• [Problem statement]:
Reproduce every one of the rows below word for word, line by line.

══ Supplied records ══

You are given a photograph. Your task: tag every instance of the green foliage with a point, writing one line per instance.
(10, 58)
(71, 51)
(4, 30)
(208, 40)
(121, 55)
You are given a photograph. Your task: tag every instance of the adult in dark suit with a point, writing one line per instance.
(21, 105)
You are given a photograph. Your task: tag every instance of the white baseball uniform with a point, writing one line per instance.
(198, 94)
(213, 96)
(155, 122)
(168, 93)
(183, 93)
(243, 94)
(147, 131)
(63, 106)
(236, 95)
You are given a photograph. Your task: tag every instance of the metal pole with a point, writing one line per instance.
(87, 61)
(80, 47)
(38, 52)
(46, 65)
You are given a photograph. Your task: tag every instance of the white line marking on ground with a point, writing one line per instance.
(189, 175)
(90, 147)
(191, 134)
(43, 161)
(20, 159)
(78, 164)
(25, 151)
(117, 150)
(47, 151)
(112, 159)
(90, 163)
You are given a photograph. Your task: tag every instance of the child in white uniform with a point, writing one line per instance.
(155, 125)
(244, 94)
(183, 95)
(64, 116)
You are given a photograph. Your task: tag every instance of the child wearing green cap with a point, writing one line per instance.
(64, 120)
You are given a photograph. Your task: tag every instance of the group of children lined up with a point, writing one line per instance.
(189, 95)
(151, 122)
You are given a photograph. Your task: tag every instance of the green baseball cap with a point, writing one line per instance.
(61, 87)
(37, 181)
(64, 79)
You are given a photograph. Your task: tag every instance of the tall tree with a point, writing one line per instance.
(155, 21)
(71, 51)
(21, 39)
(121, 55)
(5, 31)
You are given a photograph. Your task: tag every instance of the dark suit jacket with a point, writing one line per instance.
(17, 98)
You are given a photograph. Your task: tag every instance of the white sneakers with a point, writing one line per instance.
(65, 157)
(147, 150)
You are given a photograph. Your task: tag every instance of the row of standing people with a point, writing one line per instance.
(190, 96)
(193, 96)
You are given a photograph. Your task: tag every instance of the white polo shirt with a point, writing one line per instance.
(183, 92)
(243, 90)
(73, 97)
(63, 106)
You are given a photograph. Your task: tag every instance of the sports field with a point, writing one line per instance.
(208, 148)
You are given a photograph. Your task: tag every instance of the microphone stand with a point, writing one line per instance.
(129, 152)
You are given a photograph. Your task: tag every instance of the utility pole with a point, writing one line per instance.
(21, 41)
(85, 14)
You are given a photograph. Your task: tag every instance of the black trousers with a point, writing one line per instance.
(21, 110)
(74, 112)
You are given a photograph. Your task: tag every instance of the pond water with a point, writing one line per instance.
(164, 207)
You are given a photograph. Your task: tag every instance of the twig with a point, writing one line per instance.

═══

• [Reply to the task]:
You are given a photograph. Your task: tag every instance of the green foliage with a point, writing one line per instance.
(10, 58)
(71, 51)
(4, 30)
(208, 40)
(121, 55)
You are given a photograph. Your task: tag every instance of the adult in dark suit with a point, writing one line per instance.
(21, 105)
You are given a photograph. Your task: tag every instance of the white baseball uniform with a point, writing one line per instance.
(198, 94)
(213, 96)
(155, 122)
(168, 93)
(183, 93)
(243, 94)
(147, 131)
(63, 106)
(236, 95)
You are given a photograph. Your task: tag every instance of the metal pole with a point, writing one line per instance.
(87, 61)
(80, 47)
(38, 52)
(46, 65)
You are given a photograph. Your task: tag every instance of the white line marking on ground with a point, writing one line per instance.
(189, 175)
(90, 147)
(191, 134)
(43, 161)
(20, 159)
(78, 164)
(25, 151)
(117, 150)
(47, 151)
(112, 159)
(90, 163)
You are given a photograph. Your task: tag every instance of the child in white uniform with a point, writing one line per instance.
(155, 125)
(244, 94)
(183, 95)
(64, 116)
You are given a photograph. Your task: tag every instance of the child wearing green cap with a point, writing one line per instance.
(64, 120)
You are given a photograph. Your task: tag every instance of the group of children lined up with a point, writing one line per instance.
(189, 95)
(151, 122)
You are given a photograph. Your task: tag every instance of the green baseball cap with a point, writing one line per instance.
(61, 87)
(37, 181)
(64, 79)
You are given a photograph. Your task: tag every instance of the tall tree with a point, writing one line per instance.
(155, 21)
(71, 51)
(21, 39)
(121, 55)
(5, 31)
You are given a photograph. Your task: tag every instance of the dark suit jacket with a point, writing one line per instance.
(17, 98)
You are given a photograph. Your task: tag every instance of the white sneakers with a point, writing one line per instance.
(65, 157)
(147, 150)
You are given a photograph. Your task: tag every instance of the row of standing people with a point, writing one line per instance.
(190, 96)
(193, 96)
You are given a photograph. Your task: tag every instance of the white polo shirt with a point, writing one line per instance.
(183, 92)
(243, 90)
(73, 97)
(63, 106)
You are given a photograph. Your task: tag every instance of the sports field with a point, writing one line per instance.
(208, 148)
You are given a photograph. Your task: tag every instance of the microphone stand with a point, writing one line per instance.
(129, 152)
You are given a photograph. Your task: tag every instance of the utility pole with a point, writing one line per instance.
(21, 41)
(85, 14)
You are given a photograph. Your task: tag every instance of the black trousers with a point, writing one line per instance.
(21, 110)
(74, 112)
You are given a photograph. Your task: tag every instance of the pond water with a point, writing one line per instance.
(164, 207)
You are given a photograph. Your task: tag every instance of the twig with a point, writing one line per instance.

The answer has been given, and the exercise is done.